* [Task] Reproduce, word for word, every line starting at the line that contains "of the rising" and ending with the final line of the entries.

[BEGIN Working data]

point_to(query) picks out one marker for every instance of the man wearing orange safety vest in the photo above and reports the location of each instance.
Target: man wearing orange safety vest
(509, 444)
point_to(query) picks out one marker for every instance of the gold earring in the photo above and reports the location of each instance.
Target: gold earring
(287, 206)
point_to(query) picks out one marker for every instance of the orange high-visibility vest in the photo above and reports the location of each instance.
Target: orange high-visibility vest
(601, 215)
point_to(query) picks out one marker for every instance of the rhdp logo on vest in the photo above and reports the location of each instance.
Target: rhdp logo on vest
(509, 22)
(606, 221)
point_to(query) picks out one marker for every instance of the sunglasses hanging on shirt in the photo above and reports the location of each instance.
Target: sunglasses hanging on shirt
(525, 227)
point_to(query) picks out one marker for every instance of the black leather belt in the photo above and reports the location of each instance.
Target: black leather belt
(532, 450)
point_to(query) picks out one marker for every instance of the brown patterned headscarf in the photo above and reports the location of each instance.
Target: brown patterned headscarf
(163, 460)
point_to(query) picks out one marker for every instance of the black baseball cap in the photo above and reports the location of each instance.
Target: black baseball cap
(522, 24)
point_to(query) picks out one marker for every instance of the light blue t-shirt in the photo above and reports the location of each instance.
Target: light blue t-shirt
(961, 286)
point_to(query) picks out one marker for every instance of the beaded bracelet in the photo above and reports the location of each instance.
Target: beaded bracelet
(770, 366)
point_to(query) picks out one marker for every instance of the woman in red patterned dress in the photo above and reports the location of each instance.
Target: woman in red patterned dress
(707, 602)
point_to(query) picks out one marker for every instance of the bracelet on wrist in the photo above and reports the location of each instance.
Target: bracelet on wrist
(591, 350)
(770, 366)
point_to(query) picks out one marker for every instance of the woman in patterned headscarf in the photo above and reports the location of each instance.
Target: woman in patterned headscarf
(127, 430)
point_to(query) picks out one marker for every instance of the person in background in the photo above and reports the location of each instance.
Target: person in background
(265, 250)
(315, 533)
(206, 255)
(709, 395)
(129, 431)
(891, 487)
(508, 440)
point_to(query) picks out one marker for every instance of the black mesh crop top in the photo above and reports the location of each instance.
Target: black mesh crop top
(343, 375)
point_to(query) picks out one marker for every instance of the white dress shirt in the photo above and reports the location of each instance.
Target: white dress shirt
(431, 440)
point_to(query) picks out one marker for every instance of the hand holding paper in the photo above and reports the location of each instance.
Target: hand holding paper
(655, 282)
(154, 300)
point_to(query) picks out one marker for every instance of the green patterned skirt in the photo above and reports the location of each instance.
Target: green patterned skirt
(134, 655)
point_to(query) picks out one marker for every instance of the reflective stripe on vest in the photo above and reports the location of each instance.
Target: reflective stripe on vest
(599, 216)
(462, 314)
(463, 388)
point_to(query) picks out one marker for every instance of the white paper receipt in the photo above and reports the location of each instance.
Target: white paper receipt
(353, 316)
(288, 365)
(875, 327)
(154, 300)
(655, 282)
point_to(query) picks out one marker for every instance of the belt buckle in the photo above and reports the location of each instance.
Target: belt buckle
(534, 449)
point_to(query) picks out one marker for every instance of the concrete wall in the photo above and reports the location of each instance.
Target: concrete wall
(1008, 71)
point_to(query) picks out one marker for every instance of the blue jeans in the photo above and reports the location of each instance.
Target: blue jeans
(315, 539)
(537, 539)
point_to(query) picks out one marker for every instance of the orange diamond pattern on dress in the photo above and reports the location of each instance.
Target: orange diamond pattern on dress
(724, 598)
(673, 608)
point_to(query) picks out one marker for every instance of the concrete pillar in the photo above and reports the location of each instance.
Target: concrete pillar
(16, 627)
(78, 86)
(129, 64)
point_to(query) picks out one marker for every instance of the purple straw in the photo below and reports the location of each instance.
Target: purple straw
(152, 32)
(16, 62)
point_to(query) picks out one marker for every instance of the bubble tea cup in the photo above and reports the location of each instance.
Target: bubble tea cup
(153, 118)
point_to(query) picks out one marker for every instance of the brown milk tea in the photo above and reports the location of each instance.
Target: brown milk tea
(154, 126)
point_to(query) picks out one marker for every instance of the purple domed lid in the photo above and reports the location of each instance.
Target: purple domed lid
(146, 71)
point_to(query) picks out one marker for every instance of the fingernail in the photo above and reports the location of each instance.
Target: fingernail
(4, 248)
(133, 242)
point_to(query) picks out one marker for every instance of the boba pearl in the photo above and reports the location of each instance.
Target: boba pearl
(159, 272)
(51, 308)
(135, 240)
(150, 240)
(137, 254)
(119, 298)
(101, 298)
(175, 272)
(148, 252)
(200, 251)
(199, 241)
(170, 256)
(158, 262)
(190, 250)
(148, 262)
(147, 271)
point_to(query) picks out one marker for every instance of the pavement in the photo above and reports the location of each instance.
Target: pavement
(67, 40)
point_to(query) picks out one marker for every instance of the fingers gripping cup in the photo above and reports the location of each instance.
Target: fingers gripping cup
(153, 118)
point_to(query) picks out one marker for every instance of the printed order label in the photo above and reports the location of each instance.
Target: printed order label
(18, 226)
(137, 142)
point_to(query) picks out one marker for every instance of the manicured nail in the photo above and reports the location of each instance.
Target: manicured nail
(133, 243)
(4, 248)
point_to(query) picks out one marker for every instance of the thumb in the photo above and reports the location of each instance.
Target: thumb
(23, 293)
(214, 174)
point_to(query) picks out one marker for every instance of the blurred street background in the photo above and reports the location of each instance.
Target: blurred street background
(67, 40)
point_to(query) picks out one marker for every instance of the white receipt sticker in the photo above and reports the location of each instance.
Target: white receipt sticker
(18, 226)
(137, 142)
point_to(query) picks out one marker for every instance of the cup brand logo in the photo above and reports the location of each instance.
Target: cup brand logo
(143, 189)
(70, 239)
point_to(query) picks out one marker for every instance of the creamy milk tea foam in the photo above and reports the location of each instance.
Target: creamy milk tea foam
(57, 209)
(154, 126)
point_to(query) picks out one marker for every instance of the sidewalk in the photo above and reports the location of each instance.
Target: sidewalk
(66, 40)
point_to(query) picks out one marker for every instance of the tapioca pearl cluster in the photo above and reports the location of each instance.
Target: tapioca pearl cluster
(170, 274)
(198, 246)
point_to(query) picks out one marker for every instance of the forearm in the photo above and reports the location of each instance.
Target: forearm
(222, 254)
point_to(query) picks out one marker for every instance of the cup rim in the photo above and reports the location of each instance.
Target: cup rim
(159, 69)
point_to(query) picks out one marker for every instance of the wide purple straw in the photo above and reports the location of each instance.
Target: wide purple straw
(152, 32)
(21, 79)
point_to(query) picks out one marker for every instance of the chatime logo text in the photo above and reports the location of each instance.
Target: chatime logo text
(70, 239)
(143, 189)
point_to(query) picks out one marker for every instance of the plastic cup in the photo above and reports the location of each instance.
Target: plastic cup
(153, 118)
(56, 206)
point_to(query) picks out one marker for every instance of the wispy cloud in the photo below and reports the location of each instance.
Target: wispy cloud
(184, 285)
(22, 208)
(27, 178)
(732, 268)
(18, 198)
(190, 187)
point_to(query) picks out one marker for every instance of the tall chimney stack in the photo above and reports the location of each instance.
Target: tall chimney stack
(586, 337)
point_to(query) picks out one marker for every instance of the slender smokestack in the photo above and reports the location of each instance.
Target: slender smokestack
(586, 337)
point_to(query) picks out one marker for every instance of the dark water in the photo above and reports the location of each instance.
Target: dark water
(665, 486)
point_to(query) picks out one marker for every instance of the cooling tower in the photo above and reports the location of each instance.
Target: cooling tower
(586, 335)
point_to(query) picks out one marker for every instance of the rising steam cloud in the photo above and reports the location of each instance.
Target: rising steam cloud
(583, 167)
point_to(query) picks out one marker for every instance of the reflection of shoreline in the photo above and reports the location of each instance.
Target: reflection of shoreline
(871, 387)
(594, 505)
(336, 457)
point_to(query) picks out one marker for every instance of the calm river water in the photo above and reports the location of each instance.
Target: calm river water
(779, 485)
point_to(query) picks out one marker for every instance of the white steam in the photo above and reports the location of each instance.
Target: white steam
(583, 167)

[END Working data]

* [Solution to this exercise]
point_to(query) picks out one marker for every instance of the rising steam cloud in the photo above and reports the location of each instance.
Target: rising steam cloud
(583, 167)
point_to(query) picks out one marker for every instance of the reflection of shoreline in the photo above and reports the location of each instance.
Target: reflection of shoreline
(871, 387)
(594, 505)
(336, 457)
point_to(query) picks out one marker for every instance of the calm river water in the photo above and reports the location of each instance.
Target: calm river water
(779, 485)
point_to(query) picks out one marker for every instance of the white steam in the photo above and reports the location of each instance.
Target: white steam
(583, 167)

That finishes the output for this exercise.